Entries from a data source

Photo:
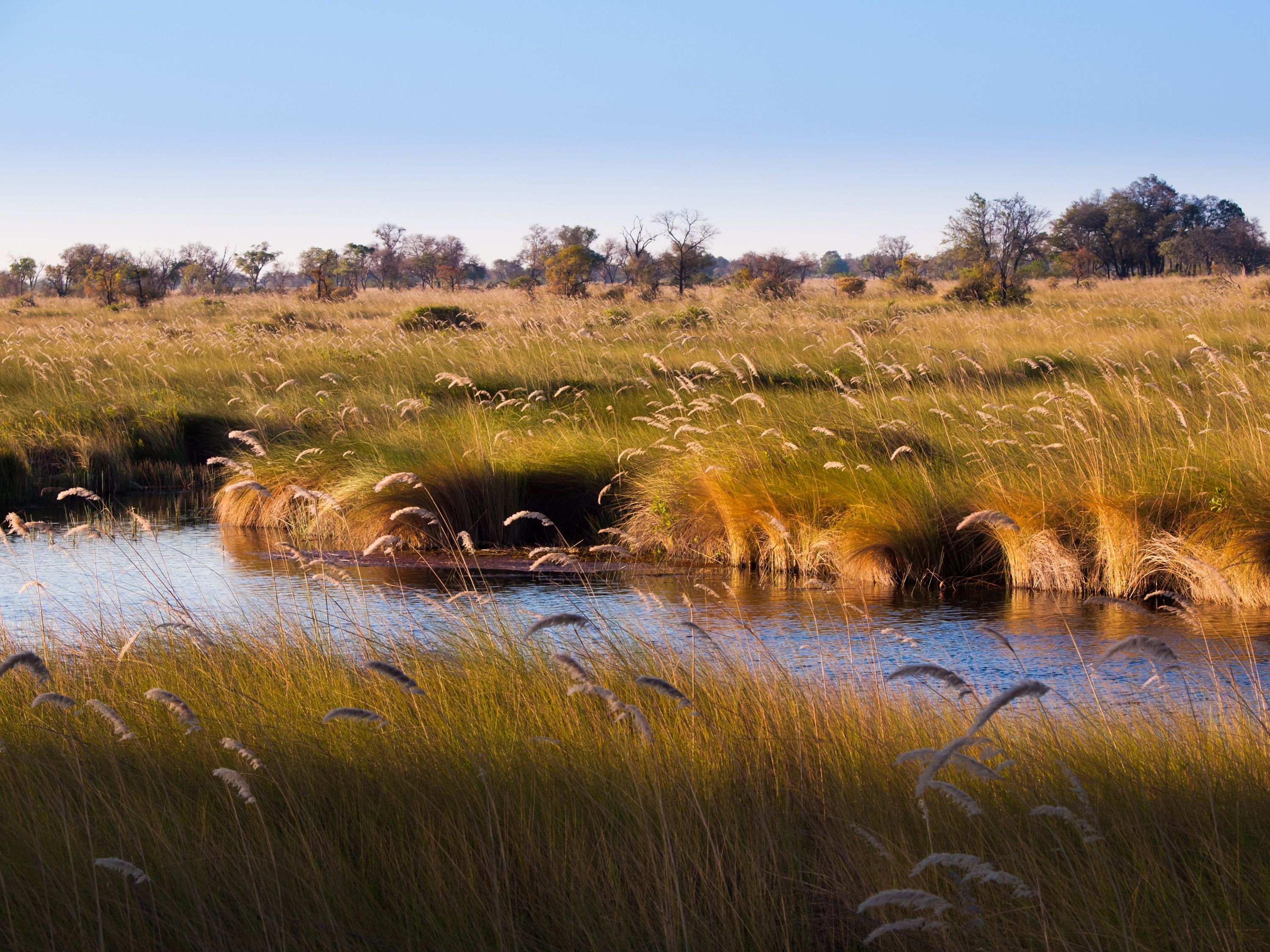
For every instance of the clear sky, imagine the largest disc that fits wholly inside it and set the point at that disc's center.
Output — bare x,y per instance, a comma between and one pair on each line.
799,125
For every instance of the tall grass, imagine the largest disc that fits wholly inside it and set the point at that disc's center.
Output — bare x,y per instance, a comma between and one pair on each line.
1119,428
494,808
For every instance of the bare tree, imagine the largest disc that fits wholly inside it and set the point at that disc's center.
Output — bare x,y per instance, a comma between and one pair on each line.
887,256
254,261
388,254
999,235
639,267
610,259
689,234
536,249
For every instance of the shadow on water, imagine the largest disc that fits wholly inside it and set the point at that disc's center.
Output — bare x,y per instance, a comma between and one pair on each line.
224,577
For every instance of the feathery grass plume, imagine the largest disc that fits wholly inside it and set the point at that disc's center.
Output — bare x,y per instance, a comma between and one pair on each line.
177,706
399,478
958,796
1109,602
247,485
31,662
639,720
1025,688
290,551
900,636
1156,649
962,861
940,759
428,517
388,544
125,869
908,899
393,673
527,515
199,636
555,559
86,494
353,714
234,465
112,718
902,926
934,671
990,518
246,753
1086,829
235,780
975,870
665,688
127,647
609,549
996,635
873,839
573,667
52,697
977,768
554,621
247,440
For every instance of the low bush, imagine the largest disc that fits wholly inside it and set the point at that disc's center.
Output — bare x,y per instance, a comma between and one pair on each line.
437,318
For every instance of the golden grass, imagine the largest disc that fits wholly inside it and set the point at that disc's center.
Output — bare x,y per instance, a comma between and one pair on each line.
1122,427
498,809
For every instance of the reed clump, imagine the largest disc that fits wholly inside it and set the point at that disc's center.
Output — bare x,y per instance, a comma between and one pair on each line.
1117,436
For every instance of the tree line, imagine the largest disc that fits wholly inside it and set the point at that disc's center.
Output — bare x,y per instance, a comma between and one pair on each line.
991,249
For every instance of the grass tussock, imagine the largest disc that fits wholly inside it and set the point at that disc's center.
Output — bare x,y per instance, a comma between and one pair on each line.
1118,433
488,790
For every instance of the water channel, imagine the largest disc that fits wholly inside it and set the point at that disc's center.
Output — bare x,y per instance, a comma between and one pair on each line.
191,569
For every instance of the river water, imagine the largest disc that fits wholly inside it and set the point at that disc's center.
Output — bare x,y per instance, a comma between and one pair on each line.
190,569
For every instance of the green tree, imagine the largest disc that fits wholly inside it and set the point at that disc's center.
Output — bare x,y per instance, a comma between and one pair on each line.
568,270
254,261
996,238
832,264
319,266
26,272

→ WHAT IS NEEDED
Render everything from the line containing "For every instance of the tree" down to the end of the entries as a JSON list of strings, with one string per line and blank lines left out.

→ THE OUTPUT
[
  "For every instance of the tree line, imagine the largest disc that fits wholly inside it and set the point at that disc's center.",
  "Output — bare x,y per instance, a comma between and one pair on each line.",
  "991,249",
  "For every instance of the grass tussock, imagine the largest disc that fits wholly inside it and set the point at that disc's center.",
  "Output — bare x,y per instance, a comma between and one pair on each line.",
  "1118,433",
  "488,790",
  "For every instance of the water channel, imagine the largest disc that fits wholly inside it and set the point at that disc's center.",
  "Output — bare x,y per instance, a comma between and one pair on each line.",
  "191,569",
  "For every instance of the river water, imagine the largest disc that fits wholly inside it and set the point at that disc's center.",
  "Output — bare x,y per instance, a comma between and one pair on each line.",
  "190,569",
  "For every instance of the green tree, imagine the largest disc that fits wholly inside it and set the point at that disc's center.",
  "Output — bare x,y per instance, a comma between and one pair on each line.",
  "568,270",
  "254,261",
  "996,238",
  "832,264",
  "319,266",
  "26,272"
]